● **Requirement**
Reproduce the records below word for word, but leave out the pictures.

● **Supplied data**

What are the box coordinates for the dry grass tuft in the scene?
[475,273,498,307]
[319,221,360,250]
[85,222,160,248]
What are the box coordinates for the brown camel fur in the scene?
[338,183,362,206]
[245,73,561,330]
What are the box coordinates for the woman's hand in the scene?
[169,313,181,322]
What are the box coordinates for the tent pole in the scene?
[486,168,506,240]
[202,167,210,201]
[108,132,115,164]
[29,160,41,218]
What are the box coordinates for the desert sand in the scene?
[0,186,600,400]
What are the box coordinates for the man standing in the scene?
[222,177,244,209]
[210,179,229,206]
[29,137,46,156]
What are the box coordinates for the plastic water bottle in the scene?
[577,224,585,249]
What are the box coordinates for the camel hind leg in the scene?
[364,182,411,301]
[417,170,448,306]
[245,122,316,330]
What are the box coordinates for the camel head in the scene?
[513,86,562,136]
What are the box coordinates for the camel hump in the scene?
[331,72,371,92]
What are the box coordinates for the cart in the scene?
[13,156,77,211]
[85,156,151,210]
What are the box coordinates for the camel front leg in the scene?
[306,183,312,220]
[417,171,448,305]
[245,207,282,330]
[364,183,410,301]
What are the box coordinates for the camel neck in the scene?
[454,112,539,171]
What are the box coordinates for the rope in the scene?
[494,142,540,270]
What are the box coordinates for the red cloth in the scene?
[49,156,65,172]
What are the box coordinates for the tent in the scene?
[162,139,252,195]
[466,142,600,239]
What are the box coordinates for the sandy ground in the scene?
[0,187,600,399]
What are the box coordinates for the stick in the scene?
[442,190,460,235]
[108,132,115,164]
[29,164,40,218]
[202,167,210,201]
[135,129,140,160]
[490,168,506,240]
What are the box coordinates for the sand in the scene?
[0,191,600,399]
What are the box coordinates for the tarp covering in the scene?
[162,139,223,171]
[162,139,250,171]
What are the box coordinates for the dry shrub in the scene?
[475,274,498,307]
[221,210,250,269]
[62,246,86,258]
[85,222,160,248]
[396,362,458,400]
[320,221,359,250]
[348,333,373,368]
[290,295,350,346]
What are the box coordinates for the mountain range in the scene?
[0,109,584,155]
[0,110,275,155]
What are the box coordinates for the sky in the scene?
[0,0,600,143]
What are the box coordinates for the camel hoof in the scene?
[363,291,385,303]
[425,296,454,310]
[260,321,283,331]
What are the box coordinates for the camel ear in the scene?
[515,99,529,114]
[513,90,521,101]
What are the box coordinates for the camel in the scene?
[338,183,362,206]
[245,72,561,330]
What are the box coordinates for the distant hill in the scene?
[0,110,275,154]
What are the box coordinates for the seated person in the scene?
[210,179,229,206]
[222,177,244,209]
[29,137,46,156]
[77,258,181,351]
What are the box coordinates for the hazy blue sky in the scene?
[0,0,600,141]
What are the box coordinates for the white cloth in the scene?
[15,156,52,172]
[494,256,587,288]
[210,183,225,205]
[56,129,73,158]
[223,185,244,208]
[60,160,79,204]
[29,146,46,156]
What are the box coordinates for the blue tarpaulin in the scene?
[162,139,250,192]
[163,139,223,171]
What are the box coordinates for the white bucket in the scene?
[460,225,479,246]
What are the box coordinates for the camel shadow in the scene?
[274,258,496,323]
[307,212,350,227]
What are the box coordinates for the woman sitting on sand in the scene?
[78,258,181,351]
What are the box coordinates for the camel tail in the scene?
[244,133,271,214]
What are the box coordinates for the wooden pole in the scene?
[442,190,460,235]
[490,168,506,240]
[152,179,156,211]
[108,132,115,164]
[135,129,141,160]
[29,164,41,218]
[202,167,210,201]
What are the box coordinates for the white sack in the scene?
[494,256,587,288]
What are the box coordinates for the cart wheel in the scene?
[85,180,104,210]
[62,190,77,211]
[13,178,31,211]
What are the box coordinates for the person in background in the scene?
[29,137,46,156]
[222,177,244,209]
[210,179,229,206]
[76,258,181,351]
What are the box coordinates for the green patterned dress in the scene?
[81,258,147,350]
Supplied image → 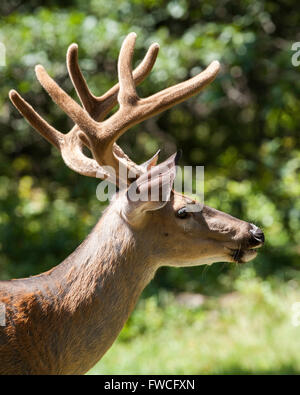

● **Response to the exercise**
What are the box coordinates for the dry grass tuft in the scene?
[475,273,498,307]
[319,221,360,250]
[85,222,160,248]
What are the box coordinates for the brown camel fur in the scene?
[338,183,362,206]
[245,73,561,330]
What are the box coordinates for the woman's hand in the scene?
[169,313,181,322]
What are the box coordinates for the tent pole in the scene?
[486,168,506,240]
[202,167,210,201]
[108,132,115,164]
[29,160,41,218]
What are the box coordinates for the desert sand in the scene?
[0,186,600,400]
What are the box coordinates for the man standing in the scene?
[222,177,244,209]
[210,179,229,206]
[29,137,46,156]
What are the box coordinates for the plastic water bottle in the scene?
[577,224,585,249]
What are the box coordinates for the camel hind leg in the scene?
[364,182,411,301]
[417,170,448,306]
[245,122,316,330]
What are the box coordinates for the camel head in the scene?
[513,86,562,136]
What are the box coordinates for the camel hump in the scene?
[331,72,371,92]
What are the box coordinates for the cart in the scene?
[13,156,77,211]
[85,156,151,210]
What are the box coordinates for the camel front leg in the scene?
[306,183,312,220]
[417,171,448,305]
[245,207,282,330]
[364,183,410,301]
What are the box coordinates for the camel neck in the scene?
[454,112,539,171]
What are the box coordinates for the rope in the scene?
[494,142,540,270]
What are the box coordinates for the red cloth in the scene?
[49,156,65,172]
What are the box coordinates for the tent in the scene?
[162,139,252,195]
[466,142,600,239]
What are the box coordinates for the sandy ground in the scene?
[0,187,600,399]
What are the box coordinates for the stick in the scene?
[442,190,460,235]
[108,132,115,164]
[29,164,40,218]
[202,167,210,201]
[135,129,140,160]
[490,168,506,240]
What are the box coordinates for the sand in the scene?
[0,191,600,399]
What are the box coordinates for the tarp covering in the scene?
[162,139,223,171]
[162,139,250,171]
What are the box coordinates for the dry shrub in the scene?
[475,274,498,307]
[221,210,250,269]
[62,246,86,258]
[85,222,160,248]
[396,362,458,400]
[320,221,359,250]
[348,333,373,368]
[290,295,350,346]
What are the box coordinates for the mountain range in the scene?
[0,109,584,155]
[0,110,275,155]
What are the box coordinates for the sky in the scene?
[0,0,600,143]
What are the box coordinates for the camel hoof in the scene?
[363,291,385,303]
[425,296,454,310]
[260,321,283,331]
What are the box coordinates for the camel ear in the scene?
[515,99,529,114]
[513,90,521,101]
What are the box coordinates for the camel in the scene?
[338,183,362,206]
[245,72,561,330]
What are the box coordinates for the distant hill in the scene?
[0,110,275,154]
What are the box coordinates for the seated person in the scene?
[210,179,229,206]
[222,177,244,209]
[29,137,46,156]
[77,258,181,351]
What are the box coordinates for the hazy blue sky in the scene?
[0,0,600,141]
What are the box coordinates for the white cloth in the scene?
[15,156,52,172]
[494,256,587,288]
[210,183,225,205]
[56,129,73,158]
[223,185,244,208]
[60,160,79,204]
[29,146,46,156]
What are the box coordinates for the blue tarpaulin in the scene?
[162,139,250,192]
[163,139,223,171]
What are the box coordinates for the white bucket in the scene?
[460,225,479,246]
What are the box coordinates for the camel shadow in the scene?
[274,258,496,323]
[307,212,350,227]
What are the box coordinates for the woman sitting on sand in the scene?
[78,258,181,351]
What are the box coordinates for the camel tail in the scene?
[244,133,271,214]
What are the box coordinates for the wooden pole in the scene?
[442,190,460,235]
[490,168,506,240]
[152,179,156,211]
[108,132,115,164]
[135,129,141,160]
[29,164,41,218]
[202,167,210,201]
What are the box coordinates for the white sack in the scene?
[494,256,587,288]
What are the box coordinates for the cart wheel in the scene?
[85,180,104,210]
[62,190,77,211]
[13,178,31,211]
What are the box coordinates for the person in background in the scene?
[29,137,46,156]
[222,177,244,209]
[210,179,229,206]
[76,258,181,351]
What are the box coordinates for the green patterned dress in the scene?
[81,258,147,350]
Supplied image → 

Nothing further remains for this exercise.